═══ READING TEXT

Ngaꞌara (reigned from the death of his father, Kai Makoꞌi ca. 1835 to his own death just before 1860) was the last great ꞌariki, or paramount chief, of Easter Island, and the last master of rongorongo, the Easter Island script.

== Biography ==
Before becoming king, Ngaꞌara ran a hare rongorongo (rongorongo school) at ꞌAnakena Bay. Generally fathers would teach their sons and any other boys who were interested, and Ngaꞌara was the most famous teacher on the island. Boys would study three to five months to learn rongorongo.

At the time he became ꞌariki, the real power on the island lay in the Birdman priests of ꞌOrongo. One of the sacred responsibilities of the tuhunga tā (scribes and reciters of rongorongo) seems to have been the recitation or chanting of rongorongo tablets at ꞌOrongo during the annual Birdman ceremonies. That quarter of the village was off limits to everyone else during the ceremonies. Ngaꞌara sent students, but did not himself attend.

Rongorongo was considered to contain mana (sacred power). For example, chanting a timo (vengeance) tablet could release supernatural powers to kill a murderer. A woman would carry a pure (fertility) tablet while the scribes chanted it to increase her fertility. Tablets were used to increase crops or a catch of fish. Katherine Routledge was told that one of Ngaꞌara's tablets, called Kouhau ꞌo te Ranga and thought to be Rongorongo text C, was one of a kind and had the power to "give conquest in war" and enslave the conquered.

══════

# TO BE DONE
1) Write down every Easter Island term that the passage on Ngaꞌara follows with an English meaning in parentheses, and give each meaning.
2) Answer these from the passage on Ngaꞌara:
(a) Where did Ngaꞌara run his rongorongo school?
(b) How long did boys study to learn rongorongo?
(c) When Ngaꞌara became ꞌariki, who held the real power on the island?
3) Repeat word for word the stretch of the passage on Ngaꞌara from "Ngaꞌara (reigned from" through "Easter Island script.".

═══ GIVEN INFORMATION

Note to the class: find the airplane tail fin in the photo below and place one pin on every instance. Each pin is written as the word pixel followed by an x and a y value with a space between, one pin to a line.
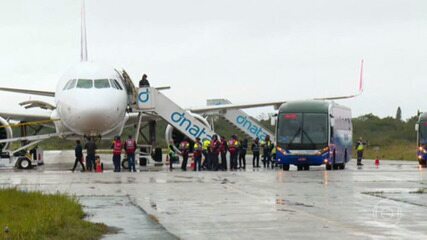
pixel 83 43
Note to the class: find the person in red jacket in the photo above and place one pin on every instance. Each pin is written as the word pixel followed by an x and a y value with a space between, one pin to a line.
pixel 233 147
pixel 117 151
pixel 223 150
pixel 184 147
pixel 197 153
pixel 130 147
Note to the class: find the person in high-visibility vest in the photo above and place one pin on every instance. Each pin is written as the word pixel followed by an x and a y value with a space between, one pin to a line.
pixel 197 153
pixel 184 147
pixel 117 151
pixel 172 156
pixel 206 146
pixel 360 147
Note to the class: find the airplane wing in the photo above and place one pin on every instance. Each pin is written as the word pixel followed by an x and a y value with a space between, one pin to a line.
pixel 276 104
pixel 25 116
pixel 28 91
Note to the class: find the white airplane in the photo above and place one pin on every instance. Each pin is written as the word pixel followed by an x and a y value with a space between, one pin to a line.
pixel 91 100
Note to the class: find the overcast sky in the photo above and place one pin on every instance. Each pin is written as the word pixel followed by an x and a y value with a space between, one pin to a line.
pixel 246 51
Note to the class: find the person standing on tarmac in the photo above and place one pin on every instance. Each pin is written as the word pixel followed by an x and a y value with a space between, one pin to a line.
pixel 78 152
pixel 184 147
pixel 172 156
pixel 206 146
pixel 233 146
pixel 117 152
pixel 90 147
pixel 130 147
pixel 255 152
pixel 360 147
pixel 197 153
pixel 223 150
pixel 242 153
pixel 267 147
pixel 144 82
pixel 214 152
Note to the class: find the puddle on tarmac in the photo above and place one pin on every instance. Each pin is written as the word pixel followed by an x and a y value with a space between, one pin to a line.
pixel 130 220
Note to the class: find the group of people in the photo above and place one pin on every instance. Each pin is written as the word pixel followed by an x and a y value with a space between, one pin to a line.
pixel 93 163
pixel 212 154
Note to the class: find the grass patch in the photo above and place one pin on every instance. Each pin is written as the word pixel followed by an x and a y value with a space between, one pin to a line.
pixel 33 215
pixel 397 151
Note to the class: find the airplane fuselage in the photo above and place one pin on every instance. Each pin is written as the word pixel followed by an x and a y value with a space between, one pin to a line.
pixel 90 101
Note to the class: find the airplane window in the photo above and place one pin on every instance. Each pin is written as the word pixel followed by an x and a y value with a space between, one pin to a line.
pixel 85 83
pixel 102 83
pixel 71 84
pixel 118 84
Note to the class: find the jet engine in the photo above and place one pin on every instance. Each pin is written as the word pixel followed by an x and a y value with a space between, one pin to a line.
pixel 174 137
pixel 5 133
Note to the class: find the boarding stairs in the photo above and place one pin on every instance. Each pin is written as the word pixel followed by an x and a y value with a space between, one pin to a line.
pixel 152 101
pixel 242 121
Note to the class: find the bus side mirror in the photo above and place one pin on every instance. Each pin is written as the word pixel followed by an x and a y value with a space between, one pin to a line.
pixel 273 120
pixel 332 122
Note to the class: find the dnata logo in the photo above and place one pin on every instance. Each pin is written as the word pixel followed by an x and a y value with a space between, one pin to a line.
pixel 144 96
pixel 251 127
pixel 185 125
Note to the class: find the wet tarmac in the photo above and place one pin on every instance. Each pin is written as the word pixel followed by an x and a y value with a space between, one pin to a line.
pixel 384 202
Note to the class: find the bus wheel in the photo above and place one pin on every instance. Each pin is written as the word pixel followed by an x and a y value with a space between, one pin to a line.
pixel 125 164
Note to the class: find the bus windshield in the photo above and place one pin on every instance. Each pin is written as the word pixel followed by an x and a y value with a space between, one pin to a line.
pixel 423 133
pixel 302 130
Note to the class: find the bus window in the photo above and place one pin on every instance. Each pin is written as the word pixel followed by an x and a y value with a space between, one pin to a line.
pixel 302 130
pixel 84 83
pixel 315 129
pixel 102 83
pixel 113 84
pixel 423 133
pixel 118 84
pixel 290 128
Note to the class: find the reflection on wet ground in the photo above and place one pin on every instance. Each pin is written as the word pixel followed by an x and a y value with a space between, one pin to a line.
pixel 384 202
pixel 129 220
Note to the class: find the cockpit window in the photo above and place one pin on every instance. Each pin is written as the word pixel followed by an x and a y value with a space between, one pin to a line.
pixel 70 84
pixel 115 84
pixel 102 83
pixel 84 83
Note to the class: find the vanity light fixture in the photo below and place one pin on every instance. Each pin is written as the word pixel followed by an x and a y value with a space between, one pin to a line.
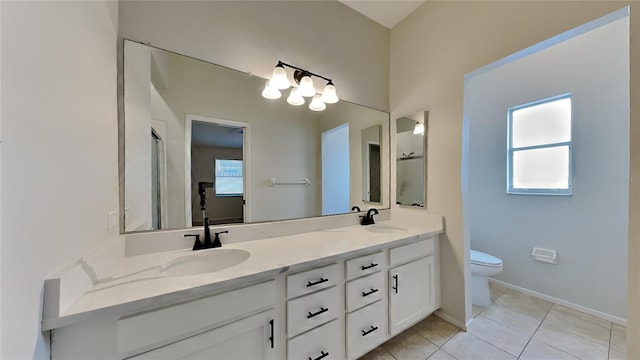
pixel 271 92
pixel 295 98
pixel 280 81
pixel 317 104
pixel 418 129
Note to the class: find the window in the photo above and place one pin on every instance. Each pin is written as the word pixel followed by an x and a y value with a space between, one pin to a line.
pixel 229 177
pixel 539 147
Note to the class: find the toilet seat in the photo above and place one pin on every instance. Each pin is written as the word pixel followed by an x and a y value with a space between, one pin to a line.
pixel 482 259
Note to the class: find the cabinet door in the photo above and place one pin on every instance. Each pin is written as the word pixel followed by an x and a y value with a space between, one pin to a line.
pixel 250 338
pixel 411 293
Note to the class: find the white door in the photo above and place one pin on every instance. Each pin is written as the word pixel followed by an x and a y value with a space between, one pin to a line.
pixel 411 293
pixel 335 171
pixel 250 339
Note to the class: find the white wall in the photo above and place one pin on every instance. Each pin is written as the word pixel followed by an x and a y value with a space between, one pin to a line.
pixel 589 228
pixel 325 37
pixel 59 158
pixel 431 51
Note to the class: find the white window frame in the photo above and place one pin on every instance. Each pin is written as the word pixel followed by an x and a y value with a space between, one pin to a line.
pixel 511 150
pixel 216 177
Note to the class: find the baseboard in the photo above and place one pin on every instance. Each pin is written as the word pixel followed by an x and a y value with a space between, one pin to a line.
pixel 600 314
pixel 448 318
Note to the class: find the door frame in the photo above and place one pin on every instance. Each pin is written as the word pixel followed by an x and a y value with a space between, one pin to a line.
pixel 246 169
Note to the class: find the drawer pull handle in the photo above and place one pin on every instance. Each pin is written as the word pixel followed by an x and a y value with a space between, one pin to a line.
pixel 367 332
pixel 272 332
pixel 373 291
pixel 309 284
pixel 322 310
pixel 322 356
pixel 365 267
pixel 395 277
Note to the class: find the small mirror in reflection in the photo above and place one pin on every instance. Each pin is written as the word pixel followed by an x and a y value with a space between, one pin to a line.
pixel 411 133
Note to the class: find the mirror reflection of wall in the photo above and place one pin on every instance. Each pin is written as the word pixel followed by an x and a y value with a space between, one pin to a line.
pixel 371 164
pixel 161 89
pixel 411 132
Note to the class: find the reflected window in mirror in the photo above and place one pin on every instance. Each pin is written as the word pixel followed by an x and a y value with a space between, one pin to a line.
pixel 411 132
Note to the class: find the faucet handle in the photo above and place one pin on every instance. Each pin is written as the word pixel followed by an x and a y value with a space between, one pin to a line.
pixel 197 245
pixel 216 240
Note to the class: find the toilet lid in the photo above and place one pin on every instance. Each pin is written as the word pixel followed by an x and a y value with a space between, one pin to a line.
pixel 480 258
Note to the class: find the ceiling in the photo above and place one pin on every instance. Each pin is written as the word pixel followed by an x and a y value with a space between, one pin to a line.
pixel 386 12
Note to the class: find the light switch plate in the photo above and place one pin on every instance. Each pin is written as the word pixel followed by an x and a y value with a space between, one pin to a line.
pixel 112 220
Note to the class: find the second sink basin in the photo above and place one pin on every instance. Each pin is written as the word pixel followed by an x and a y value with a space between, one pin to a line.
pixel 384 229
pixel 204 261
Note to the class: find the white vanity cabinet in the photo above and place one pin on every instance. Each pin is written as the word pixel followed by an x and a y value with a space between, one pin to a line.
pixel 335 308
pixel 313 310
pixel 209 327
pixel 249 338
pixel 411 284
pixel 366 319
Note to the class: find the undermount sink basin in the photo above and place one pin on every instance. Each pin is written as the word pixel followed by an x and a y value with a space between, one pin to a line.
pixel 204 261
pixel 384 229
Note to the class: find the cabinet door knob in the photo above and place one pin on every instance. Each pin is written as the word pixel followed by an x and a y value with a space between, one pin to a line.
pixel 309 284
pixel 322 310
pixel 271 338
pixel 373 291
pixel 395 277
pixel 322 355
pixel 367 332
pixel 365 267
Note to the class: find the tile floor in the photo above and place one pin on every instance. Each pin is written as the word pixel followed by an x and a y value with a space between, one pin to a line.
pixel 514 326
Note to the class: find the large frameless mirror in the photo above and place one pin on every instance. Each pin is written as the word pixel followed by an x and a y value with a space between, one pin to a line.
pixel 411 134
pixel 199 140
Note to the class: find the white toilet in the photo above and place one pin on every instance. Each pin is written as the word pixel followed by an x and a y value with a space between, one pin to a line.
pixel 482 266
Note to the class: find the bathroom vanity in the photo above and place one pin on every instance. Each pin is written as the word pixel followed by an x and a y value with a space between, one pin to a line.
pixel 330 294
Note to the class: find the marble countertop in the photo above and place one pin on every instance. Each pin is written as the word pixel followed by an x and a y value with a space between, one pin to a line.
pixel 138 284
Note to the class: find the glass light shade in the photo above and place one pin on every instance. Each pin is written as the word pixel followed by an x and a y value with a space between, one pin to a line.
pixel 418 129
pixel 306 88
pixel 270 92
pixel 329 95
pixel 295 98
pixel 317 104
pixel 279 78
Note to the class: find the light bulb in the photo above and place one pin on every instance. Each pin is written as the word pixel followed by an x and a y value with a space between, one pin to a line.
pixel 418 129
pixel 270 92
pixel 295 98
pixel 279 78
pixel 329 95
pixel 306 88
pixel 317 104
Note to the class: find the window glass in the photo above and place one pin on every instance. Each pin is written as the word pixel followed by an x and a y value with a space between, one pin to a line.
pixel 539 147
pixel 229 180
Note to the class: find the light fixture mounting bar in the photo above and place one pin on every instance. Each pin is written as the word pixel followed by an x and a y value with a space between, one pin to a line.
pixel 304 71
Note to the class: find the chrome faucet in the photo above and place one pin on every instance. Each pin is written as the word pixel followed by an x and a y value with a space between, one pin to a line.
pixel 368 218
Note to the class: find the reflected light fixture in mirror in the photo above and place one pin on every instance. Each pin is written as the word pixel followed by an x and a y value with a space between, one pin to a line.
pixel 418 129
pixel 280 81
pixel 295 98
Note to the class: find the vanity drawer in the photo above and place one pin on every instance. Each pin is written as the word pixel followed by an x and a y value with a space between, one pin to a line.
pixel 311 280
pixel 365 290
pixel 309 311
pixel 320 343
pixel 156 328
pixel 406 253
pixel 366 329
pixel 364 265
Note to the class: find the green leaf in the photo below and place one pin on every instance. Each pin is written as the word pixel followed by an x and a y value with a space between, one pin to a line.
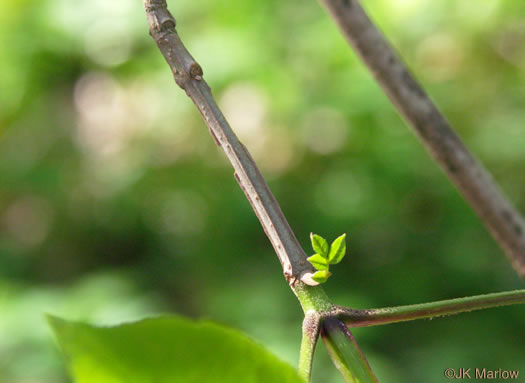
pixel 337 250
pixel 166 350
pixel 319 245
pixel 321 276
pixel 318 262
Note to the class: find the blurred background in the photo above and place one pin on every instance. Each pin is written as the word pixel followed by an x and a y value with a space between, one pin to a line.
pixel 115 203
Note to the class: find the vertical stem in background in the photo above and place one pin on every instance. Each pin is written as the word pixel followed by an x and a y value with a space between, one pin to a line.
pixel 189 76
pixel 345 352
pixel 308 343
pixel 503 221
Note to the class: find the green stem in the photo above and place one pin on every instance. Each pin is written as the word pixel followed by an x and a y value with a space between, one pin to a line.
pixel 312 298
pixel 345 352
pixel 373 317
pixel 311 330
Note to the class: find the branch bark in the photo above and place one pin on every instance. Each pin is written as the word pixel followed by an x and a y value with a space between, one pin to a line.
pixel 502 220
pixel 374 317
pixel 189 76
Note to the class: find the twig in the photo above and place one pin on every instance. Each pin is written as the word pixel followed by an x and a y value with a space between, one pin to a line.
pixel 188 75
pixel 311 329
pixel 374 317
pixel 503 221
pixel 346 354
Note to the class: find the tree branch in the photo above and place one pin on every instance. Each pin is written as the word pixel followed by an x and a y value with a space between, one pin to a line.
pixel 503 221
pixel 374 317
pixel 188 75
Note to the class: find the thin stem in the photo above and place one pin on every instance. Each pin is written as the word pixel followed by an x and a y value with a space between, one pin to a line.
pixel 503 221
pixel 188 75
pixel 374 317
pixel 311 330
pixel 345 352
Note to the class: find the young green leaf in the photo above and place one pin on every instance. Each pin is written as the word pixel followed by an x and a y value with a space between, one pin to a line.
pixel 337 250
pixel 167 349
pixel 318 262
pixel 321 276
pixel 319 245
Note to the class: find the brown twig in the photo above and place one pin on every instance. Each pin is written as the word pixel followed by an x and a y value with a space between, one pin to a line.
pixel 188 75
pixel 503 221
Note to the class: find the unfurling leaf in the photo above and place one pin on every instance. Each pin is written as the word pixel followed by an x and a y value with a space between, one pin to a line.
pixel 319 245
pixel 318 262
pixel 321 276
pixel 337 250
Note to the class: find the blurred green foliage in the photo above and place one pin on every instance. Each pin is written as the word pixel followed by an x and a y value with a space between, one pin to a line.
pixel 116 204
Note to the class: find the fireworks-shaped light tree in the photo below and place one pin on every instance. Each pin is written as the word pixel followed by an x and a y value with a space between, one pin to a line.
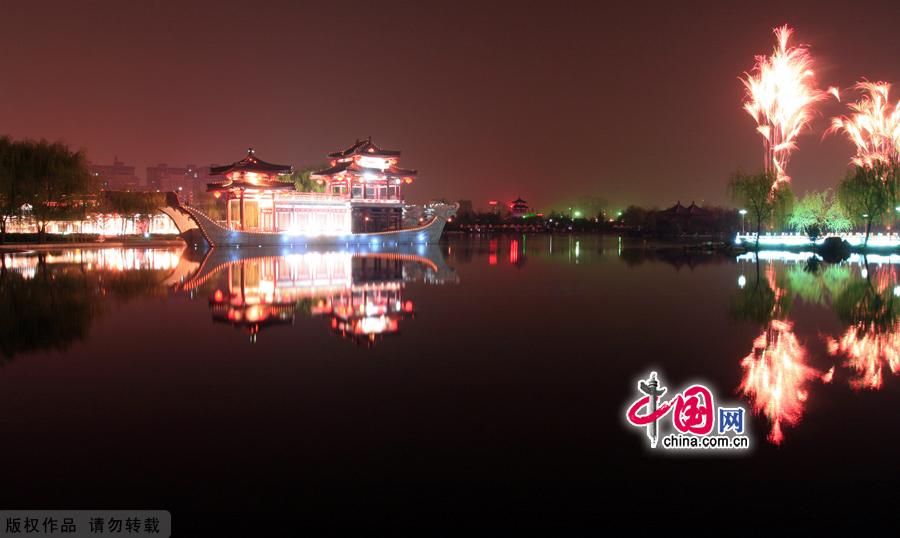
pixel 780 93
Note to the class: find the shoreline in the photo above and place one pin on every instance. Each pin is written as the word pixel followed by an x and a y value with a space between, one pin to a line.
pixel 10 248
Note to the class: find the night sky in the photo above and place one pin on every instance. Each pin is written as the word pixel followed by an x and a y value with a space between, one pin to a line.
pixel 548 101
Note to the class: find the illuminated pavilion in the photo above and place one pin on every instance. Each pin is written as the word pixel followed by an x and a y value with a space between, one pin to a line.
pixel 264 203
pixel 369 177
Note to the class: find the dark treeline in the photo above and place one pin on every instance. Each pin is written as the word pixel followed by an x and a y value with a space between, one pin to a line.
pixel 673 222
pixel 47 181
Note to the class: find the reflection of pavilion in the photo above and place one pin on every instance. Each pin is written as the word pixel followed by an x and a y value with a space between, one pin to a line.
pixel 361 292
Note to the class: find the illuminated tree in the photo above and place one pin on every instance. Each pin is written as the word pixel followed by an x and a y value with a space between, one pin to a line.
pixel 866 193
pixel 818 212
pixel 49 174
pixel 11 195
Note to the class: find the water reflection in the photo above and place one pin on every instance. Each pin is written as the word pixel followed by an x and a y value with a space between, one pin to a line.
pixel 49 300
pixel 361 293
pixel 871 342
pixel 777 376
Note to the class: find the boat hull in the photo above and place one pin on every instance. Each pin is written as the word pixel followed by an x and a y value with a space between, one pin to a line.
pixel 187 218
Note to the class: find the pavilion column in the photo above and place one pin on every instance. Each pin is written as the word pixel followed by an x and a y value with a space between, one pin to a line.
pixel 228 209
pixel 242 209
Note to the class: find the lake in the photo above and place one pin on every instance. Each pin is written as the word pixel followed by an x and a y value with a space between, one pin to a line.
pixel 481 376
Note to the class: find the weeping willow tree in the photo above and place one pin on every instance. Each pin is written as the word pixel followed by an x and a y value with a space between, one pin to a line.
pixel 868 193
pixel 46 176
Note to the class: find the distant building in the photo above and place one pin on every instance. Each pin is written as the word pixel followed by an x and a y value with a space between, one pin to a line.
pixel 685 219
pixel 518 208
pixel 117 176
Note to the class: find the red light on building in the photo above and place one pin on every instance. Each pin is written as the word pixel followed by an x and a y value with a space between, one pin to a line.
pixel 513 251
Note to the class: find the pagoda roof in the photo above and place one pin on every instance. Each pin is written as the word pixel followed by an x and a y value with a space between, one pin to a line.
pixel 691 210
pixel 251 163
pixel 364 147
pixel 352 167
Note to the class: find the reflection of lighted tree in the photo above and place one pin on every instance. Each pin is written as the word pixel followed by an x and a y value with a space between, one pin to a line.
pixel 761 300
pixel 815 285
pixel 775 375
pixel 872 340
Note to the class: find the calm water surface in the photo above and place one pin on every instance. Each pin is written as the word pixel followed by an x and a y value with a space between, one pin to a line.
pixel 481 375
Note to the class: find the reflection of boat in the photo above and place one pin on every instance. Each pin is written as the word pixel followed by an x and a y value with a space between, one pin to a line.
pixel 361 290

══════

# WRITTEN RESPONSES
1)
hare rongorongo (rongorongo school)
tuhunga tā (scribes and reciters of rongorongo)
mana (sacred power)
timo (vengeance)
pure (fertility)

2)
(a) At ꞌAnakena Bay.
(b) Three to five months.
(c) The Birdman priests of ꞌOrongo.

3)
Ngaꞌara (reigned from the death of his father, Kai Makoꞌi ca. 1835 to his own death just before 1860) was the last great ꞌariki, or paramount chief, of Easter Island, and the last master of rongorongo, the Easter Island script.